> _INSTRUCCIONES Y REQUISITOS_: Convierte las líneas de todos los ítems siguientes en una tabla Markdown con dos columnas, «Fila» para el número y «Línea» para el texto, y omite las líneas en blanco.

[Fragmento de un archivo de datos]
·····
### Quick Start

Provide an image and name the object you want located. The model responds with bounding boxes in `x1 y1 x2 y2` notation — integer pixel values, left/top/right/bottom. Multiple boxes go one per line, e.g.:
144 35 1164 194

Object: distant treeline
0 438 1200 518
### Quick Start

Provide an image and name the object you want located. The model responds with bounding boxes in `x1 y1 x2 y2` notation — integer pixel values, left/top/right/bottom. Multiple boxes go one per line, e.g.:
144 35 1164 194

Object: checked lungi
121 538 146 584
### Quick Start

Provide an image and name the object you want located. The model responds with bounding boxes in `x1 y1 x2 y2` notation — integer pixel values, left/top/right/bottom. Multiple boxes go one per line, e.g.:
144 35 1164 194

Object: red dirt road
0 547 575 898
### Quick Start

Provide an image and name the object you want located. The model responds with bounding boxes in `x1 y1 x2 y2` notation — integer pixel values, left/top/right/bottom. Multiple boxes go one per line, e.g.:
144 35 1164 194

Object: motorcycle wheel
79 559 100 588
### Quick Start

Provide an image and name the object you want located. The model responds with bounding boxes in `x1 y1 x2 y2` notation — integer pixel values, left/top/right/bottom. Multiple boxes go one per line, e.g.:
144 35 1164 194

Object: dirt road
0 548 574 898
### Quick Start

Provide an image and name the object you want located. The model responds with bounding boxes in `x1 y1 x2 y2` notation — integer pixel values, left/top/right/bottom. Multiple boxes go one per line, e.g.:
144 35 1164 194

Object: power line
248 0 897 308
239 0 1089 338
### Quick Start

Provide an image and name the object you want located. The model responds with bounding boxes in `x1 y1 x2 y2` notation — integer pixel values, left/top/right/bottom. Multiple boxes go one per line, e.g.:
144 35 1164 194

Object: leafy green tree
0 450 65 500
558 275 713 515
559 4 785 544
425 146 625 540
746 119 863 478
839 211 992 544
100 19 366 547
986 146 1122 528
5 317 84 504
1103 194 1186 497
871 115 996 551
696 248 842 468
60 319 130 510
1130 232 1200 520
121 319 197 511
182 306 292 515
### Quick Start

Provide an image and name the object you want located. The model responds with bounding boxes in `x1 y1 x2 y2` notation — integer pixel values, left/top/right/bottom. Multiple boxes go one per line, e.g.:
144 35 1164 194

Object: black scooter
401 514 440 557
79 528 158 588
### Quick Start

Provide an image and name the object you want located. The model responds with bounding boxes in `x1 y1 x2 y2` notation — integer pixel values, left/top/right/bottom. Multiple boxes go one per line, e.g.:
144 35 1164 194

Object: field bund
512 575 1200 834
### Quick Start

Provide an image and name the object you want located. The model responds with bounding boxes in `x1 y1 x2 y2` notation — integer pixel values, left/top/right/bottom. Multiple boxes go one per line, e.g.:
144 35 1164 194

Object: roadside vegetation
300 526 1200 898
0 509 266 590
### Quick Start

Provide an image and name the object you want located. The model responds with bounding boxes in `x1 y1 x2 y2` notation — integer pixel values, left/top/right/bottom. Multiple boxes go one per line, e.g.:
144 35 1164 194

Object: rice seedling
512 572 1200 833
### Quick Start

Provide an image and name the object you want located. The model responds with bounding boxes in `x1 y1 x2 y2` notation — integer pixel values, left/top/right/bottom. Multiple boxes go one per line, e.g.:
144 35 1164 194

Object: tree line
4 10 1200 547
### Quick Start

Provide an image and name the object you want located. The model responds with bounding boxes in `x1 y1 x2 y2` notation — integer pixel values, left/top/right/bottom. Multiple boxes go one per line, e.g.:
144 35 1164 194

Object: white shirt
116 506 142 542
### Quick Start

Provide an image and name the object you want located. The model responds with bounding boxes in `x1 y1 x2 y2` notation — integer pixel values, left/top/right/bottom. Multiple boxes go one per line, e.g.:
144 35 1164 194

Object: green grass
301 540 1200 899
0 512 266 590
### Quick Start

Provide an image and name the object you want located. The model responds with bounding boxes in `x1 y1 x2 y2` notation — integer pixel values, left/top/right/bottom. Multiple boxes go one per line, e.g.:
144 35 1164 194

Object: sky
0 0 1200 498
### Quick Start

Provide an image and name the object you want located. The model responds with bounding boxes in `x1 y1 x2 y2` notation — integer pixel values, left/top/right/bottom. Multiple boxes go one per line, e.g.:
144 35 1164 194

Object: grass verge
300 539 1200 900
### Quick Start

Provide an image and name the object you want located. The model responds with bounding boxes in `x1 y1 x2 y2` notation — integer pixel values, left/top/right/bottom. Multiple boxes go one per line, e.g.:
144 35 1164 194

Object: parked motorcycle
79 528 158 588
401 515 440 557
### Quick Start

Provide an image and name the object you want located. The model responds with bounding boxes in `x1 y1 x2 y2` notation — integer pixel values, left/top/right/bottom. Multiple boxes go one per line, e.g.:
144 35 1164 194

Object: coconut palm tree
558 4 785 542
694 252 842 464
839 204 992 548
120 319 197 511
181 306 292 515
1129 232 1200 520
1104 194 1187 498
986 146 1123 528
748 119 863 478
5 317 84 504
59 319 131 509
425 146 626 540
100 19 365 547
·····
> _RESULTADO_:
| Fila | Línea |
|---|---|
| 1 | ### Quick Start |
| 2 | Provide an image and name the object you want located. The model responds with bounding boxes in `x1 y1 x2 y2` notation — integer pixel values, left/top/right/bottom. Multiple boxes go one per line, e.g.: |
| 3 | 144 35 1164 194 |
| 4 | Object: distant treeline |
| 5 | 0 438 1200 518 |
| 6 | ### Quick Start |
| 7 | Provide an image and name the object you want located. The model responds with bounding boxes in `x1 y1 x2 y2` notation — integer pixel values, left/top/right/bottom. Multiple boxes go one per line, e.g.: |
| 8 | 144 35 1164 194 |
| 9 | Object: checked lungi |
| 10 | 121 538 146 584 |
| 11 | ### Quick Start |
| 12 | Provide an image and name the object you want located. The model responds with bounding boxes in `x1 y1 x2 y2` notation — integer pixel values, left/top/right/bottom. Multiple boxes go one per line, e.g.: |
| 13 | 144 35 1164 194 |
| 14 | Object: red dirt road |
| 15 | 0 547 575 898 |
| 16 | ### Quick Start |
| 17 | Provide an image and name the object you want located. The model responds with bounding boxes in `x1 y1 x2 y2` notation — integer pixel values, left/top/right/bottom. Multiple boxes go one per line, e.g.: |
| 18 | 144 35 1164 194 |
| 19 | Object: motorcycle wheel |
| 20 | 79 559 100 588 |
| 21 | ### Quick Start |
| 22 | Provide an image and name the object you want located. The model responds with bounding boxes in `x1 y1 x2 y2` notation — integer pixel values, left/top/right/bottom. Multiple boxes go one per line, e.g.: |
| 23 | 144 35 1164 194 |
| 24 | Object: dirt road |
| 25 | 0 548 574 898 |
| 26 | ### Quick Start |
| 27 | Provide an image and name the object you want located. The model responds with bounding boxes in `x1 y1 x2 y2` notation — integer pixel values, left/top/right/bottom. Multiple boxes go one per line, e.g.: |
| 28 | 144 35 1164 194 |
| 29 | Object: power line |
| 30 | 248 0 897 308 |
| 31 | 239 0 1089 338 |
| 32 | ### Quick Start |
| 33 | Provide an image and name the object you want located. The model responds with bounding boxes in `x1 y1 x2 y2` notation — integer pixel values, left/top/right/bottom. Multiple boxes go one per line, e.g.: |
| 34 | 144 35 1164 194 |
| 35 | Object: leafy green tree |
| 36 | 0 450 65 500 |
| 37 | 558 275 713 515 |
| 38 | 559 4 785 544 |
| 39 | 425 146 625 540 |
| 40 | 746 119 863 478 |
| 41 | 839 211 992 544 |
| 42 | 100 19 366 547 |
| 43 | 986 146 1122 528 |
| 44 | 5 317 84 504 |
| 45 | 1103 194 1186 497 |
| 46 | 871 115 996 551 |
| 47 | 696 248 842 468 |
| 48 | 60 319 130 510 |
| 49 | 1130 232 1200 520 |
| 50 | 121 319 197 511 |
| 51 | 182 306 292 515 |
| 52 | ### Quick Start |
| 53 | Provide an image and name the object you want located. The model responds with bounding boxes in `x1 y1 x2 y2` notation — integer pixel values, left/top/right/bottom. Multiple boxes go one per line, e.g.: |
| 54 | 144 35 1164 194 |
| 55 | Object: black scooter |
| 56 | 401 514 440 557 |
| 57 | 79 528 158 588 |
| 58 | ### Quick Start |
| 59 | Provide an image and name the object you want located. The model responds with bounding boxes in `x1 y1 x2 y2` notation — integer pixel values, left/top/right/bottom. Multiple boxes go one per line, e.g.: |
| 60 | 144 35 1164 194 |
| 61 | Object: field bund |
| 62 | 512 575 1200 834 |
| 63 | ### Quick Start |
| 64 | Provide an image and name the object you want located. The model responds with bounding boxes in `x1 y1 x2 y2` notation — integer pixel values, left/top/right/bottom. Multiple boxes go one per line, e.g.: |
| 65 | 144 35 1164 194 |
| 66 | Object: roadside vegetation |
| 67 | 300 526 1200 898 |
| 68 | 0 509 266 590 |
| 69 | ### Quick Start |
| 70 | Provide an image and name the object you want located. The model responds with bounding boxes in `x1 y1 x2 y2` notation — integer pixel values, left/top/right/bottom. Multiple boxes go one per line, e.g.: |
| 71 | 144 35 1164 194 |
| 72 | Object: rice seedling |
| 73 | 512 572 1200 833 |
| 74 | ### Quick Start |
| 75 | Provide an image and name the object you want located. The model responds with bounding boxes in `x1 y1 x2 y2` notation — integer pixel values, left/top/right/bottom. Multiple boxes go one per line, e.g.: |
| 76 | 144 35 1164 194 |
| 77 | Object: tree line |
| 78 | 4 10 1200 547 |
| 79 | ### Quick Start |
| 80 | Provide an image and name the object you want located. The model responds with bounding boxes in `x1 y1 x2 y2` notation — integer pixel values, left/top/right/bottom. Multiple boxes go one per line, e.g.: |
| 81 | 144 35 1164 194 |
| 82 | Object: white shirt |
| 83 | 116 506 142 542 |
| 84 | ### Quick Start |
| 85 | Provide an image and name the object you want located. The model responds with bounding boxes in `x1 y1 x2 y2` notation — integer pixel values, left/top/right/bottom. Multiple boxes go one per line, e.g.: |
| 86 | 144 35 1164 194 |
| 87 | Object: green grass |
| 88 | 301 540 1200 899 |
| 89 | 0 512 266 590 |
| 90 | ### Quick Start |
| 91 | Provide an image and name the object you want located. The model responds with bounding boxes in `x1 y1 x2 y2` notation — integer pixel values, left/top/right/bottom. Multiple boxes go one per line, e.g.: |
| 92 | 144 35 1164 194 |
| 93 | Object: sky |
| 94 | 0 0 1200 498 |
| 95 | ### Quick Start |
| 96 | Provide an image and name the object you want located. The model responds with bounding boxes in `x1 y1 x2 y2` notation — integer pixel values, left/top/right/bottom. Multiple boxes go one per line, e.g.: |
| 97 | 144 35 1164 194 |
| 98 | Object: grass verge |
| 99 | 300 539 1200 900 |
| 100 | ### Quick Start |
| 101 | Provide an image and name the object you want located. The model responds with bounding boxes in `x1 y1 x2 y2` notation — integer pixel values, left/top/right/bottom. Multiple boxes go one per line, e.g.: |
| 102 | 144 35 1164 194 |
| 103 | Object: parked motorcycle |
| 104 | 79 528 158 588 |
| 105 | 401 515 440 557 |
| 106 | ### Quick Start |
| 107 | Provide an image and name the object you want located. The model responds with bounding boxes in `x1 y1 x2 y2` notation — integer pixel values, left/top/right/bottom. Multiple boxes go one per line, e.g.: |
| 108 | 144 35 1164 194 |
| 109 | Object: coconut palm tree |
| 110 | 558 4 785 542 |
| 111 | 694 252 842 464 |
| 112 | 839 204 992 548 |
| 113 | 120 319 197 511 |
| 114 | 181 306 292 515 |
| 115 | 1129 232 1200 520 |
| 116 | 1104 194 1187 498 |
| 117 | 986 146 1123 528 |
| 118 | 748 119 863 478 |
| 119 | 5 317 84 504 |
| 120 | 59 319 131 509 |
| 121 | 425 146 626 540 |
| 122 | 100 19 365 547 |